YOUR TASK:
Reproduce verbatim the passage of the column on National Lacrosse League media coverage from "On Sunday morning, I" to "during the game.".

DOCUMENT EXTRACT:
By Budd Bailey, Buffalo Sports Page Columnist
The idea for this column came to me after making a mild joke.
On Sunday morning, I needed to introduce on social media the piece I wrote the night before on the Buffalo Bandits’ home game. Remembering the lack of media in the bottom row of the press box for part of the game – at times it was just me, especially before and after the actual contest – I wrote, “I guess you could call this an exclusive, since no one else was in the press box.” It received some good reaction on Twitter.
I have been the only media member at sporting events in the past. That’s one of the benefits/drawbacks of covering most high school games. You don’t have to fight off a media scrum to ask one of your questions, but there aren’t many people available for conversation during the game.
Still, the situation with the National Lacrosse League concerning the media is a unique one – although some of the issues can be applied to other sports. Be forewarned, it’s going to take a little time to explain why.
It’s always been difficult for the NLL to attract media attention – or, as it can be called in a sense, free advertising. The sports calendar is pretty crowded with the four major sports operating essentially year-round in terms of news. Indoor lacrosse has been forced to grab leftover space and time in media coverage. The NLL hasn’t been able to get its games on television very often over the years either, in part because a relatively high percentage of the teams are based in Canada – which does American networks little good in terms of ratings and advertisers.
Speaking of the United States, it’s rather impressive that teams on this side of the border have done well in attendance. Remember, you’d be hard-pressed to find someone in America who played the game at any point of a lifetime. Yet, Buffalo and Colorado have been the NLL’s traditional attendance leaders, although Saskatchewan – with a powerhouse team that moved into Saskatoon and had little competition for the entertainment dollar – has been first in fans lately.
Attention wasn’t paid
As for print media coverage, the NLL didn’t get much attention for many years. There were pockets of places where the games were newsworthy – Buffalo obviously being one of them. But the teams that went unnoticed in the big cities when they were born and when they died – New York City, Boston and Chicago come to mind – never could get a foothold. As for the broadcast outlets, well, you might see highlights of games on the late news if a feed was available, but you’d rarely see a player or coach interviewed unless it was opening day or after the NHL season had ended. You may have noticed hardly anyone does sports news on radio any more either. Eventually the league went down to nine teams, a footnote on the national sports scene – even if media coverage wasn’t the biggest reason why. (Shaky ownership probably was much more responsible for contraction.)
Enter Nick Sakiewicz, who became the Commissioner of the NLL in 2016. He correctly judged that the only way for the league to have more of an impact in North America was to expand to more cities – and have strong ownership to make sure those teams had a good chance at survival. Two teams arrived this season, and two more are coming next season.

DATA UNDER STUDY:
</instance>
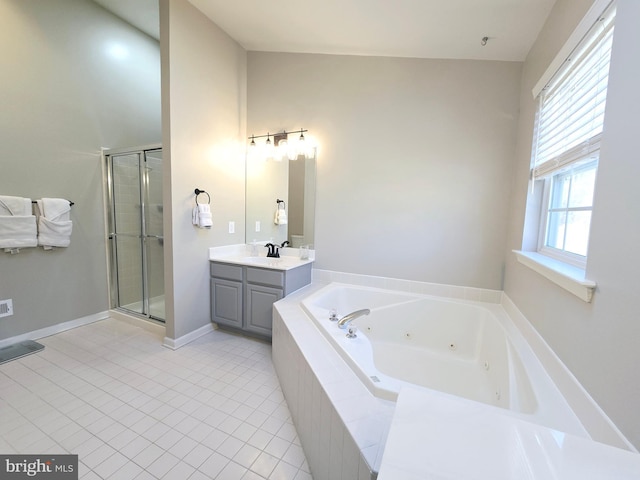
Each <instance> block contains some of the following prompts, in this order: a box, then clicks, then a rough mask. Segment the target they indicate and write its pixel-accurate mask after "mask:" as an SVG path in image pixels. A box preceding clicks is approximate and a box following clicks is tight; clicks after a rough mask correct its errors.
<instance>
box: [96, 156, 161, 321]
mask: <svg viewBox="0 0 640 480" xmlns="http://www.w3.org/2000/svg"><path fill="white" fill-rule="evenodd" d="M106 158H107V162H108V163H107V166H108V172H109V192H110V201H109V203H110V209H111V212H110V215H109V218H110V235H109V239H110V240H111V265H112V267H111V297H112V299H111V302H112V307H113V308H120V309H124V310H127V311H129V312H133V313H135V314H138V315H142V316H145V317H148V318H153V319H155V320H160V321H164V316H165V311H164V253H163V243H164V239H163V234H162V225H163V221H162V209H163V208H162V149H159V148H158V149H150V150H139V151H127V152H122V153H110V154H108V155H107V156H106Z"/></svg>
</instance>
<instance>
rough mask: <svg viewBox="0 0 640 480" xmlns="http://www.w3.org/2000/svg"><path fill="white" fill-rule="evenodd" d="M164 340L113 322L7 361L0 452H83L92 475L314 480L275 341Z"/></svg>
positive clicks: (289, 479)
mask: <svg viewBox="0 0 640 480" xmlns="http://www.w3.org/2000/svg"><path fill="white" fill-rule="evenodd" d="M161 341H162V338H161V336H160V335H158V334H155V333H151V332H150V331H148V330H145V329H142V328H139V327H138V326H135V325H132V324H129V323H126V322H124V321H121V320H115V319H107V320H103V321H100V322H96V323H93V324H91V325H86V326H83V327H79V328H76V329H73V330H69V331H67V332H63V333H60V334H57V335H54V336H51V337H48V338H43V339H40V340H38V342H39V343H42V344H43V345H45V349H44V350H43V351H41V352H40V353H37V354H33V355H30V356H27V357H24V358H22V359H18V360H14V361H11V362H9V363H5V364H3V365H0V452H2V453H24V454H28V453H33V454H42V453H73V454H78V455H79V461H80V465H79V474H80V478H81V479H83V480H94V479H115V480H129V479H131V480H133V479H135V480H148V479H167V480H186V479H189V480H204V479H221V480H258V479H270V480H311V474H310V473H309V467H308V465H307V461H306V459H305V456H304V452H303V451H302V448H301V446H300V441H299V439H298V436H297V433H296V430H295V428H294V426H293V424H292V422H291V417H290V414H289V410H288V408H287V405H286V403H285V401H284V397H283V396H282V391H281V390H280V385H279V384H278V380H277V377H276V375H275V372H274V369H273V365H272V363H271V346H270V345H268V344H265V343H261V342H258V341H255V340H251V339H247V338H243V337H239V336H235V335H230V334H228V333H224V332H221V331H215V332H212V333H210V334H207V335H205V336H203V337H200V338H199V339H198V340H196V341H194V342H192V343H191V344H189V345H186V346H184V347H182V348H180V349H179V350H176V351H172V350H169V349H167V348H165V347H163V346H162V345H161Z"/></svg>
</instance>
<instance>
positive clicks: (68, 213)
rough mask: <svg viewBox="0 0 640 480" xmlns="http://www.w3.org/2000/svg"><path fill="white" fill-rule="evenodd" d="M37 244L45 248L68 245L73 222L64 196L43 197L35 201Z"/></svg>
mask: <svg viewBox="0 0 640 480" xmlns="http://www.w3.org/2000/svg"><path fill="white" fill-rule="evenodd" d="M37 204H38V210H39V213H40V216H39V217H38V245H40V246H41V247H43V248H44V249H45V250H51V249H52V248H53V247H68V246H69V245H70V244H71V231H72V229H73V222H72V221H71V220H70V217H71V204H70V203H69V200H65V199H64V198H43V199H41V200H38V201H37Z"/></svg>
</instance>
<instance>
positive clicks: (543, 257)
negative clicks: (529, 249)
mask: <svg viewBox="0 0 640 480" xmlns="http://www.w3.org/2000/svg"><path fill="white" fill-rule="evenodd" d="M513 253H515V254H516V257H517V259H518V262H520V263H521V264H523V265H525V266H527V267H529V268H531V269H532V270H534V271H535V272H537V273H539V274H540V275H542V276H544V277H545V278H547V279H548V280H551V281H552V282H553V283H555V284H556V285H559V286H560V287H562V288H564V289H565V290H567V291H569V292H571V293H573V294H574V295H575V296H577V297H579V298H580V299H582V300H584V301H585V302H587V303H590V302H591V299H592V297H593V292H594V290H595V288H596V282H593V281H591V280H587V279H585V272H584V270H582V269H580V268H578V267H574V266H572V265H568V264H566V263H563V262H560V261H559V260H554V259H553V258H549V257H546V256H544V255H541V254H539V253H537V252H523V251H521V250H514V251H513Z"/></svg>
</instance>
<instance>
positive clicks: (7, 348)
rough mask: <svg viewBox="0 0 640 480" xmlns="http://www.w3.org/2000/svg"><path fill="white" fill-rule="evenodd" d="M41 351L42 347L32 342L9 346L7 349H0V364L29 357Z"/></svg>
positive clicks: (29, 340) (6, 348) (24, 342)
mask: <svg viewBox="0 0 640 480" xmlns="http://www.w3.org/2000/svg"><path fill="white" fill-rule="evenodd" d="M43 349H44V345H41V344H39V343H38V342H34V341H33V340H25V341H23V342H20V343H16V344H14V345H9V346H8V347H4V348H0V364H3V363H6V362H10V361H11V360H15V359H16V358H22V357H25V356H27V355H31V354H32V353H36V352H39V351H40V350H43Z"/></svg>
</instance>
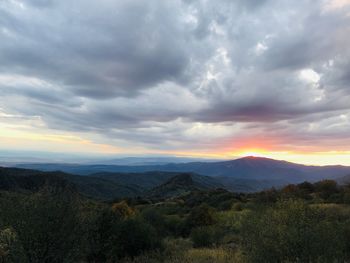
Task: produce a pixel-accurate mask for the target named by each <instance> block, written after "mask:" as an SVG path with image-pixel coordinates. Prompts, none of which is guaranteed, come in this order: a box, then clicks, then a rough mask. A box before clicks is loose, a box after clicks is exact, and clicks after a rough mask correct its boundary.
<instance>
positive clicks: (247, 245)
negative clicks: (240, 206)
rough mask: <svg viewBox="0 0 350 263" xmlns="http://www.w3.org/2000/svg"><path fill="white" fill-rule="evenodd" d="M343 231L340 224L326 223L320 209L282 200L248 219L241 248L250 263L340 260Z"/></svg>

YOUR RESPONSE:
On Sunday morning, I needed to introduce on social media the piece I wrote the night before on the Buffalo Bandits’ home game. Remembering the lack of media in the bottom row of the press box for part of the game – at times it was just me, especially before and after the actual contest – I wrote, “I guess you could call this an exclusive, since no one else was in the press box.” It received some good reaction on Twitter.
I have been the only media member at sporting events in the past. That’s one of the benefits/drawbacks of covering most high school games. You don’t have to fight off a media scrum to ask one of your questions, but there aren’t many people available for conversation during the game.